Named-object pointing records:
▼▼▼

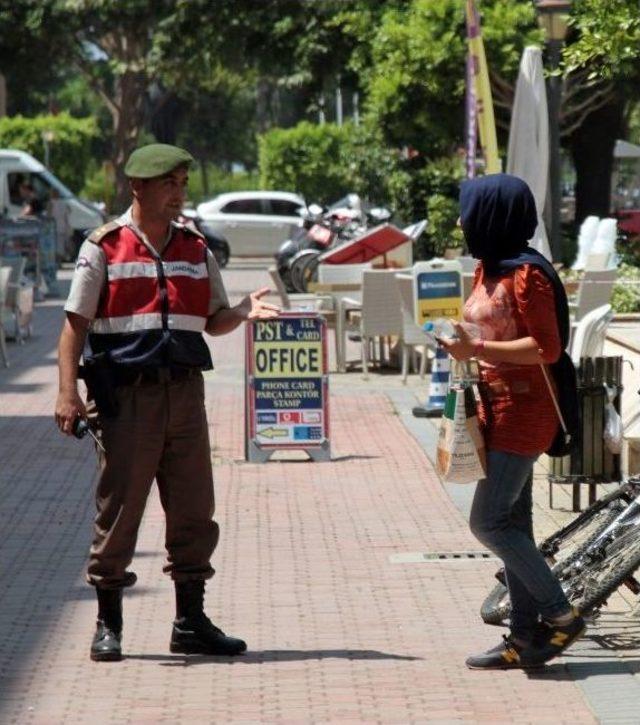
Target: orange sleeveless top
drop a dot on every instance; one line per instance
(517, 410)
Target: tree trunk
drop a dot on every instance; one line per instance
(128, 120)
(592, 150)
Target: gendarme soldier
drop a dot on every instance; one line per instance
(144, 290)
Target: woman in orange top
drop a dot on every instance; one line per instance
(520, 307)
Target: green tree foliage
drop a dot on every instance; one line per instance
(416, 79)
(69, 144)
(306, 159)
(607, 39)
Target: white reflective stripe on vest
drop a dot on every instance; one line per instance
(146, 321)
(132, 270)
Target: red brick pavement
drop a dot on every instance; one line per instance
(336, 631)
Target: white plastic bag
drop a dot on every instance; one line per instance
(612, 423)
(460, 457)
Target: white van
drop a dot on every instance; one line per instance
(18, 166)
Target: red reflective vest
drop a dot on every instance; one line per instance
(153, 309)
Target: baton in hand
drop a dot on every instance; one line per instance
(81, 428)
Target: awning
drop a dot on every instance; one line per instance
(373, 243)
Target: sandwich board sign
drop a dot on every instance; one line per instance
(437, 290)
(287, 386)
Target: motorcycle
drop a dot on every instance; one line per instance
(298, 257)
(216, 242)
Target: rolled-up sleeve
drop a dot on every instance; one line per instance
(536, 303)
(88, 281)
(217, 294)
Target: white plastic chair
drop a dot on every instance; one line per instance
(594, 291)
(597, 262)
(412, 335)
(590, 333)
(605, 241)
(586, 237)
(297, 300)
(379, 313)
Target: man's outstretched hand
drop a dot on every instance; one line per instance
(253, 308)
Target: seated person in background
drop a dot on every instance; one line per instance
(31, 204)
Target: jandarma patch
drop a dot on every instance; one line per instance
(83, 262)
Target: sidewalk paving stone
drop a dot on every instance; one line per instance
(336, 631)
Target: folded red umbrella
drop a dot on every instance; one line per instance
(373, 243)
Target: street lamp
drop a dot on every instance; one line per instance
(552, 17)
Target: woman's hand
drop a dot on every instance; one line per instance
(462, 347)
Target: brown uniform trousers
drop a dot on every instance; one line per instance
(160, 432)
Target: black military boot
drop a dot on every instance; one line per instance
(193, 632)
(106, 641)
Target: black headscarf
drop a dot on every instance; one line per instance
(498, 217)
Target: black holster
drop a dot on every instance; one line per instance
(99, 376)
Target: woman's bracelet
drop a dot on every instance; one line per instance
(478, 348)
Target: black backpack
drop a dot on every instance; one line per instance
(564, 375)
(563, 371)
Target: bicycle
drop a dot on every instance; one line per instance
(592, 556)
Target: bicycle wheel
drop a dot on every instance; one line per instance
(567, 548)
(590, 582)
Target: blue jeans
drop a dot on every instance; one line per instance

▲▲▲

_WHAT YOU ARE ASKED TO DO_
Without including any picture, retype the entries exactly.

_OUTPUT_
Target: orange sleeveless top
drop a dot on every instance; one line per instance
(517, 410)
Target: tree trunk
drop a dot on every instance; one line per instance
(128, 120)
(592, 150)
Target: gendarme soldier
drop a dot on every instance; one line per instance
(144, 290)
Target: woman in orange top
drop a dot on every instance; one line per instance
(520, 307)
Target: green tree foliage
drop a dot on every instance; one line per instance
(416, 79)
(69, 144)
(306, 159)
(607, 39)
Target: white reflective stripe on vest
drop a dot on every instance; one line per instance
(146, 321)
(132, 270)
Target: red brick pavement
drop a dot on every instance; one line per instance
(336, 631)
Target: white plastic bag
drop a dot on every instance; one line per instance
(612, 423)
(460, 457)
Target: white van
drop a dot on every instance; one line per instance
(18, 166)
Target: red reflective vest
drop a dot on every instance; one line per instance
(153, 309)
Target: baton in hand
drop a dot on every instance; one line per instance
(81, 428)
Target: awning
drop a dot on every instance; one line per instance
(373, 243)
Target: sandwich board sign
drop a dot on every instance; one line per instance
(437, 290)
(287, 386)
Target: motorcycle
drop a dot on every instance; one line per instance
(298, 257)
(216, 242)
Target: rolled-up sleeve
drop a dot on every instance; one line per instance
(536, 303)
(88, 281)
(217, 294)
Target: white plastic chair
drop a dot on every instance; one line per instance
(594, 291)
(597, 262)
(412, 335)
(590, 333)
(605, 241)
(586, 237)
(297, 300)
(379, 313)
Target: man's outstretched hand
drop a dot on every instance; one line per instance
(253, 308)
Target: seated person in background
drop a dot on every instance; one line per instance
(31, 204)
Target: jandarma patch
drop a dot on every instance; one line per instance
(83, 262)
Target: sidewalk paving stone
drop a dot on every instance; one line per instance
(336, 631)
Target: folded red umbrella
drop a dot on every instance; one line per instance
(373, 243)
Target: street lamp
drop a dot on every instance; one line per instance
(552, 17)
Target: woman's hand
drop a dot on every instance; one line per instance
(462, 347)
Target: brown uniform trousers
drop a dot on every instance; one line per instance
(160, 432)
Target: black military boot
drop a dot on every instance; one line per instance
(193, 632)
(106, 641)
Target: black headscarf
drop a dot on every instance; one line per instance
(498, 217)
Target: black holster
drop a dot on every instance; one line per instance
(99, 376)
Target: woman's bracelet
drop a dot on every instance; one line per instance
(478, 348)
Target: black backpack
drop a dot on every instance; one line per instance
(564, 375)
(563, 371)
Target: bicycle
drop a dot on every instance; one line per instance
(592, 556)
Target: bicycle wheel
drop a dot on every instance; one line per instance
(567, 548)
(590, 582)
Target: blue jeans
drop a dot on every instance; one line per instance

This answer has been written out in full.